═══ MATERIAL FOR THIS TASK

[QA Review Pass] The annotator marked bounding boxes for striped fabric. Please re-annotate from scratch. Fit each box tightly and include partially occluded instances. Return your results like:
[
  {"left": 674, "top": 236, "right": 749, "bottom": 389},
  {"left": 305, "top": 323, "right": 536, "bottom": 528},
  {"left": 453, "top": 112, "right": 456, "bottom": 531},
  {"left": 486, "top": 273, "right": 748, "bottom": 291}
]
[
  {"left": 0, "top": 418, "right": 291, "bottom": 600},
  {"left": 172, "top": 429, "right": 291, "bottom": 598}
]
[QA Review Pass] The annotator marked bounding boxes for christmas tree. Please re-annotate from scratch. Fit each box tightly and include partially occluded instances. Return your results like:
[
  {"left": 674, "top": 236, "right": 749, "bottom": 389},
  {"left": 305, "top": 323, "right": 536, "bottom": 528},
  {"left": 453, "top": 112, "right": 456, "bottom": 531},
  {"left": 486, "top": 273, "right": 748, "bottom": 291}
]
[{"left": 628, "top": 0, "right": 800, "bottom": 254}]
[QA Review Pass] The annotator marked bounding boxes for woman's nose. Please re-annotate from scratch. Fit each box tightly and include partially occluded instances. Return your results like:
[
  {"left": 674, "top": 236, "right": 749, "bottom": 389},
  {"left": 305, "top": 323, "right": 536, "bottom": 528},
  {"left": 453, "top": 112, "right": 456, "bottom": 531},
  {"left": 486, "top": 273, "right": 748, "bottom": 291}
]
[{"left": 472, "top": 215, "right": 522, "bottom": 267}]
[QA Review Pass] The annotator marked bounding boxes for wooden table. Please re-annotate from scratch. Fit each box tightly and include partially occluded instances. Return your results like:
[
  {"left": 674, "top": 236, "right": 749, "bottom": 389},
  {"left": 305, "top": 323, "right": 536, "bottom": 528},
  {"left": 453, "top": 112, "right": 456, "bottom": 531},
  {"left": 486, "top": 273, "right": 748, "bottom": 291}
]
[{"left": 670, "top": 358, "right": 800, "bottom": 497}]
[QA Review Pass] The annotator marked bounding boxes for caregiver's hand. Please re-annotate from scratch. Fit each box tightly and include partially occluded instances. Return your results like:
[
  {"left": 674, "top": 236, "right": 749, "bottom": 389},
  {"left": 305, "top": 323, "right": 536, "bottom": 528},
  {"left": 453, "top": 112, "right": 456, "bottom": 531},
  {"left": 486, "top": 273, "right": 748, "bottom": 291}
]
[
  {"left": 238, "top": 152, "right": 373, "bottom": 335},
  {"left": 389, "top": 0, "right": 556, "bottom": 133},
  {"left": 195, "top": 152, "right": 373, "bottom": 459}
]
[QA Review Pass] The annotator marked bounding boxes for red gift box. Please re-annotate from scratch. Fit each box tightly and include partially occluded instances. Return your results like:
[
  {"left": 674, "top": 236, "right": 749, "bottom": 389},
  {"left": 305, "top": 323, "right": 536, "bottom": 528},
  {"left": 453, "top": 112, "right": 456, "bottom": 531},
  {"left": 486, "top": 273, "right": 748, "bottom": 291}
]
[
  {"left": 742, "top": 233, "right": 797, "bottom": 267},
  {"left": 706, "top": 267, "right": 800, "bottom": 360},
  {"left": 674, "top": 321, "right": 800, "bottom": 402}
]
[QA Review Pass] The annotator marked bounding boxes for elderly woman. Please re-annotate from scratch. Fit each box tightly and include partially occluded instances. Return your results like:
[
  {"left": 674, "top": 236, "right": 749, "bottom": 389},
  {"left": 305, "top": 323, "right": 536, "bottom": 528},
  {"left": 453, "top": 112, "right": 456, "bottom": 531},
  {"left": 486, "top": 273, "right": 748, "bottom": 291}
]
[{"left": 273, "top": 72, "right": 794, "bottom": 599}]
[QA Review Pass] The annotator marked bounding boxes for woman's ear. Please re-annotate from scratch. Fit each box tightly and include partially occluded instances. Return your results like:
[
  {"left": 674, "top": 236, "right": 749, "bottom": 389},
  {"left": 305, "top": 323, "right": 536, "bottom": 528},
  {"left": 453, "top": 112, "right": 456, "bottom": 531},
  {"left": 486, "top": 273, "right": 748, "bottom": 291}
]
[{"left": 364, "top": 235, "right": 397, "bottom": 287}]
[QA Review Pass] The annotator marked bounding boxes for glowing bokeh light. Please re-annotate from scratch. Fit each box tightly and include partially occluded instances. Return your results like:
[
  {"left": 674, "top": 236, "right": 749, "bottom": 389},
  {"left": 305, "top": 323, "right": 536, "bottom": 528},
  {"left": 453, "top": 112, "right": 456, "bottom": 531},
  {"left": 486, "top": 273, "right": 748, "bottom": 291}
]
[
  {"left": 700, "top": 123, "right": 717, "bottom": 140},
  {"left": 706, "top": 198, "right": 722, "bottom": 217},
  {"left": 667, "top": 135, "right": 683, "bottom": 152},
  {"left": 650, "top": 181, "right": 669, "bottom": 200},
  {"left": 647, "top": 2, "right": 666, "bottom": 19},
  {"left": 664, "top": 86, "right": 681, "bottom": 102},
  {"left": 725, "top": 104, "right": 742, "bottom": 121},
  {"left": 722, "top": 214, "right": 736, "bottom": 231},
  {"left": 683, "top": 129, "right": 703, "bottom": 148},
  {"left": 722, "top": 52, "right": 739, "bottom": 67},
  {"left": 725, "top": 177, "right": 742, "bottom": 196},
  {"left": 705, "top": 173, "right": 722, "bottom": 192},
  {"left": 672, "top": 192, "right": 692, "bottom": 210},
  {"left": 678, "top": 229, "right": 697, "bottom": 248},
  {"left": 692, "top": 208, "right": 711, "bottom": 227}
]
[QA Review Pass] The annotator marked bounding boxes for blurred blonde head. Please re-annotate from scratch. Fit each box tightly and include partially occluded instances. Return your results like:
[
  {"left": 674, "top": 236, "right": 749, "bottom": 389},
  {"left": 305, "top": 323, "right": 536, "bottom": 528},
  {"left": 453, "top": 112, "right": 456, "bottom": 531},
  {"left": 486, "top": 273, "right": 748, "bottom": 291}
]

══════

(DIRECTIONS FOR THIS TASK): Copy exactly, and only, the lines from the one containing "[QA Review Pass] The annotator marked bounding boxes for blurred" through the last line of the listing.

(SOLUTION BELOW):
[QA Review Pass] The annotator marked bounding boxes for blurred blonde head. Please re-annotate from scratch. Fit each box tightly and include partially occluded instances. Return your results like:
[
  {"left": 674, "top": 236, "right": 749, "bottom": 389},
  {"left": 305, "top": 323, "right": 536, "bottom": 528},
  {"left": 453, "top": 112, "right": 456, "bottom": 531},
  {"left": 486, "top": 273, "right": 748, "bottom": 291}
]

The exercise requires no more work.